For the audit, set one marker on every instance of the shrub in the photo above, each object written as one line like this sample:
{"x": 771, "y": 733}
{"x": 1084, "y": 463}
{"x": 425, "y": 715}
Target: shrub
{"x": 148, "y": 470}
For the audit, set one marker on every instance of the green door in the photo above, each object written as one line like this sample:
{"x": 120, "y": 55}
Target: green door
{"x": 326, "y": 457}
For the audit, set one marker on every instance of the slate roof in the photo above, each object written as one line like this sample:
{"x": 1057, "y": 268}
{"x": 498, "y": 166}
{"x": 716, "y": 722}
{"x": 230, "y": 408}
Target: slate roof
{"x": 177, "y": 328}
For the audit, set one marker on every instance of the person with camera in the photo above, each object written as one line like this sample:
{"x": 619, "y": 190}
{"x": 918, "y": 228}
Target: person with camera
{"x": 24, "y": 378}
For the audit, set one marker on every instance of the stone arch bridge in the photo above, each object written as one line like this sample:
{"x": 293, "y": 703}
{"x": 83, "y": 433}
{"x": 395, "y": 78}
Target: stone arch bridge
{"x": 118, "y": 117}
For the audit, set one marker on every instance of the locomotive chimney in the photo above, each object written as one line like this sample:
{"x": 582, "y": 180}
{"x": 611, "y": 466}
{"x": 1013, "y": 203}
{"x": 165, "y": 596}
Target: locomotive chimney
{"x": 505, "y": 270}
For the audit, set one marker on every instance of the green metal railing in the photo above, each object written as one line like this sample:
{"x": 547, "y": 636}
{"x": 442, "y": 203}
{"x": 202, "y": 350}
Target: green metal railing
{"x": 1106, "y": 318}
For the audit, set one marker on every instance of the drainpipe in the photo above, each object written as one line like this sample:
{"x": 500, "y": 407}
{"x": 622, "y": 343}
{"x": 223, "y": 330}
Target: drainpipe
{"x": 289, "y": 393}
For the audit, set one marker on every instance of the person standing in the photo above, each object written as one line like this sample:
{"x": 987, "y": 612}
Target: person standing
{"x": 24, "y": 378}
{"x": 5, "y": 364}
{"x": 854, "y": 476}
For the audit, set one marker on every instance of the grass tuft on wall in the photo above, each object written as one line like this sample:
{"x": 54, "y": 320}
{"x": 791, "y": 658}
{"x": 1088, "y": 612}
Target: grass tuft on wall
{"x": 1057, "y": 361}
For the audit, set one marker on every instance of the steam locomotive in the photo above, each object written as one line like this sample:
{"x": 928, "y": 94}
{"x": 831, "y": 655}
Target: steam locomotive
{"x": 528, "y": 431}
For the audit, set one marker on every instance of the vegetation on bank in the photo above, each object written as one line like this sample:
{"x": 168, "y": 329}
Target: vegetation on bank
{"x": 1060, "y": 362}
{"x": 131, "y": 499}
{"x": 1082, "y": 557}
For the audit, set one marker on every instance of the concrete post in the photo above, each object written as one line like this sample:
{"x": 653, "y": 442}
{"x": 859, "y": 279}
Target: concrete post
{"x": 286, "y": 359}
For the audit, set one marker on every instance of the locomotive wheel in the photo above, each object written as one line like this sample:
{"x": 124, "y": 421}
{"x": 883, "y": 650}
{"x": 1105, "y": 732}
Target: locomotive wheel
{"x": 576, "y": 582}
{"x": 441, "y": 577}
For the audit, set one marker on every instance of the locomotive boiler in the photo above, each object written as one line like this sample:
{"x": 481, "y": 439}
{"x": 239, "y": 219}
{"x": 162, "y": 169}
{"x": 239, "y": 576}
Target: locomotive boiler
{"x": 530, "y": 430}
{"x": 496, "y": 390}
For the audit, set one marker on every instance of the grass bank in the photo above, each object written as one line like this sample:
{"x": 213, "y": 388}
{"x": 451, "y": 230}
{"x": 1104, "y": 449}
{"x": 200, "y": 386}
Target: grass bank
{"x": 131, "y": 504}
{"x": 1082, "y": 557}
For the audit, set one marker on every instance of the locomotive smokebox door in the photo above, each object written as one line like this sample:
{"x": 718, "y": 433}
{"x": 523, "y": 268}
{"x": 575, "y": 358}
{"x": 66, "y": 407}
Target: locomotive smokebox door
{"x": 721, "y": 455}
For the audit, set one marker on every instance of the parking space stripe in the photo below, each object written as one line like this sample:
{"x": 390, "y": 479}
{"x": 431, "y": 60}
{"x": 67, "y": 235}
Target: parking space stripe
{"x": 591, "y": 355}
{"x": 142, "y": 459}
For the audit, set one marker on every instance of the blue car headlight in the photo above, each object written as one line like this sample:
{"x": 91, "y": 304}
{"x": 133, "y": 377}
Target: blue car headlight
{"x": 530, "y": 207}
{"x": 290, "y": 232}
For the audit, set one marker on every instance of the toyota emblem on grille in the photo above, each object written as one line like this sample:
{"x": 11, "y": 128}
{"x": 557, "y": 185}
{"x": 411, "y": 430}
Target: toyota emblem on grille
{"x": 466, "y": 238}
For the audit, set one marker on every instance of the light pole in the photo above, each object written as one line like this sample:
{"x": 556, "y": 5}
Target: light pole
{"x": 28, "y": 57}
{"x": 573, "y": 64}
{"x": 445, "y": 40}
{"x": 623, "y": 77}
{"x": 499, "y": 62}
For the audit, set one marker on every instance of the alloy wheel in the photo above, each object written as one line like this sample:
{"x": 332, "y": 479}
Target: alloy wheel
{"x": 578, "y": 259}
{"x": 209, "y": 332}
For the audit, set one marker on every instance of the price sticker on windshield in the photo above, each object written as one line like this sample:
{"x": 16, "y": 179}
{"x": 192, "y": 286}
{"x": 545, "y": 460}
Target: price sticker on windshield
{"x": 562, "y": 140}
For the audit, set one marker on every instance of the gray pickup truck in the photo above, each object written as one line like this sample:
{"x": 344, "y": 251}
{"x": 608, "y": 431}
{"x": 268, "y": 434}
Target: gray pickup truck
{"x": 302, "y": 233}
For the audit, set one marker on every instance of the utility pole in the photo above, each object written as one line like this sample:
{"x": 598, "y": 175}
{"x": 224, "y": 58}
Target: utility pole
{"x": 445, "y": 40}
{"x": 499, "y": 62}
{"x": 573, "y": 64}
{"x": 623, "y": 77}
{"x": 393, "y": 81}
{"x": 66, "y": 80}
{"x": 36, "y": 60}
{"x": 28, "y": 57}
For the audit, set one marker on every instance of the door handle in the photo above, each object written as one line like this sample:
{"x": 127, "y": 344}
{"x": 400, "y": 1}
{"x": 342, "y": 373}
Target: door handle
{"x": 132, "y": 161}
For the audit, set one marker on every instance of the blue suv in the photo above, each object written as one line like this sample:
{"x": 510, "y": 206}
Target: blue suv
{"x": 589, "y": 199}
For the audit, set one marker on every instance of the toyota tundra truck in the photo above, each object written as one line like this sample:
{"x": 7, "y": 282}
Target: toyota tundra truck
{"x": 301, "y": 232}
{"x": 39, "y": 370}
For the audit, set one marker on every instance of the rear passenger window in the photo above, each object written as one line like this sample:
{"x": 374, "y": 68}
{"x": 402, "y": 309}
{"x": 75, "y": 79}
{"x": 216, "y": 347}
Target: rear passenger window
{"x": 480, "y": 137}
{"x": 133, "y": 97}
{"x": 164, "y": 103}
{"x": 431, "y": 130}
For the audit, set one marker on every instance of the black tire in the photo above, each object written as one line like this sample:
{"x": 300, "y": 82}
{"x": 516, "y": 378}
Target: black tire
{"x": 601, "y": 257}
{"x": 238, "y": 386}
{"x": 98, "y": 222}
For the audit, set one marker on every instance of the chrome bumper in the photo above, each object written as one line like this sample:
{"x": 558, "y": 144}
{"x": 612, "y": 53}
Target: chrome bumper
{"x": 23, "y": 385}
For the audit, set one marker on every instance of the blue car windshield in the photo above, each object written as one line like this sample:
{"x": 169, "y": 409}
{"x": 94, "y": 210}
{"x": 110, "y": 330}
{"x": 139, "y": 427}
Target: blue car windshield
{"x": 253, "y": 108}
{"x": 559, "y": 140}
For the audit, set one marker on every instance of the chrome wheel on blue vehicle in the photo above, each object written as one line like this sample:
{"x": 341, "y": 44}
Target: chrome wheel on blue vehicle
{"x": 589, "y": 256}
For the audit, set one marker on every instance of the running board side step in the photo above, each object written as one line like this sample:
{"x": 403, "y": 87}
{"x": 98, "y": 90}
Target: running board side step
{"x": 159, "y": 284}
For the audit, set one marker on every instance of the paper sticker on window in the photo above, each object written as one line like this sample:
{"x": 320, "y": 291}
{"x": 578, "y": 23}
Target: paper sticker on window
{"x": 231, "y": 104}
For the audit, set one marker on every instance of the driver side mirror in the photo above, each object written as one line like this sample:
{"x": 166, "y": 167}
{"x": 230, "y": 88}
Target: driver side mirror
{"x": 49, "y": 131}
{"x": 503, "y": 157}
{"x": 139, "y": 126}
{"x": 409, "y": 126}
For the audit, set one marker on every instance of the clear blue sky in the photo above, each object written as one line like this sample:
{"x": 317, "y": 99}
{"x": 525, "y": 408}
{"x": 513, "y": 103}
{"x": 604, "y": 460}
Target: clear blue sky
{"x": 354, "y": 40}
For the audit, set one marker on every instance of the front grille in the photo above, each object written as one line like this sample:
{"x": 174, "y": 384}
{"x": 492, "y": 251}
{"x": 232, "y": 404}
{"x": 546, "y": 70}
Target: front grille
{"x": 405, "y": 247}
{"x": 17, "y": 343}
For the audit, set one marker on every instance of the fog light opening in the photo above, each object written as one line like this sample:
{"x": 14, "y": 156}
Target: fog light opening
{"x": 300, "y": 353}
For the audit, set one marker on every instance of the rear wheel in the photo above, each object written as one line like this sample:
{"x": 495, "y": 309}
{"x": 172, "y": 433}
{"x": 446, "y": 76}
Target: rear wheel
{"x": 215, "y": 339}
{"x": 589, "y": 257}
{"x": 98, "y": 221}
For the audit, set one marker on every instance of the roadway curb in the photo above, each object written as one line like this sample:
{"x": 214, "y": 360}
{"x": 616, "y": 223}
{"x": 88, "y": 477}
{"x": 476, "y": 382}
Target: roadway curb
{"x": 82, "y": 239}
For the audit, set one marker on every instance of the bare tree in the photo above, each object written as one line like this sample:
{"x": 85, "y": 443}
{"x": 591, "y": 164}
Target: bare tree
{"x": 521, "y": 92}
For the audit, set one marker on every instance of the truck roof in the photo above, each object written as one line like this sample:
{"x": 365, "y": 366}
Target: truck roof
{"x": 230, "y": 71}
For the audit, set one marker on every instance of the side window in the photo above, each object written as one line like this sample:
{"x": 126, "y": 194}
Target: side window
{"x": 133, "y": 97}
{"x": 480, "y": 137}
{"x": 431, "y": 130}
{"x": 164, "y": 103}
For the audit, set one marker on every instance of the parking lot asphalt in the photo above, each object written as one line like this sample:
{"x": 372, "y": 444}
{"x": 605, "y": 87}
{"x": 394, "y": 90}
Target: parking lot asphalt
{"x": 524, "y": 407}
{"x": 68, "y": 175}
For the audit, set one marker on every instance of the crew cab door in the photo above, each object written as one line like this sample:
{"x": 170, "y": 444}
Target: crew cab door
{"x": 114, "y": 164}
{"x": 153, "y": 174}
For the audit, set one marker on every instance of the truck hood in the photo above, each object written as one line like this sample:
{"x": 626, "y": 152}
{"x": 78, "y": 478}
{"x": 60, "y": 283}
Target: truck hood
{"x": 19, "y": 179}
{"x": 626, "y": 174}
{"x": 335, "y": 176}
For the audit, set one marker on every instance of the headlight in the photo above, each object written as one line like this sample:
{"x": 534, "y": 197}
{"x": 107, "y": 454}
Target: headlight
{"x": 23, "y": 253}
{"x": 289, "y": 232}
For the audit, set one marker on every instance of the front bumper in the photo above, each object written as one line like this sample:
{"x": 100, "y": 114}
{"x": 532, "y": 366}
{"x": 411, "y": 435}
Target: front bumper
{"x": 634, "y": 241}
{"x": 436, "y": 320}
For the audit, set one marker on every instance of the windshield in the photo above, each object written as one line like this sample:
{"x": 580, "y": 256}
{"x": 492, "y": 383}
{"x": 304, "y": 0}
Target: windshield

• • • • • • •

> [What this task involves] Only the lines from the one containing "the front bumper" through the end of the entries above belong in the answer; repeat them exactly.

> [Reply to the exercise]
For the audit, set one marker on every instance of the front bumper in the photo above, each object written as one line like this sample:
{"x": 100, "y": 114}
{"x": 532, "y": 366}
{"x": 411, "y": 435}
Target: front bumper
{"x": 634, "y": 241}
{"x": 436, "y": 320}
For the audit, set one marker on every instance of the windshield in the photo above, each object written as one line like this sample:
{"x": 580, "y": 256}
{"x": 492, "y": 383}
{"x": 304, "y": 0}
Target: windshield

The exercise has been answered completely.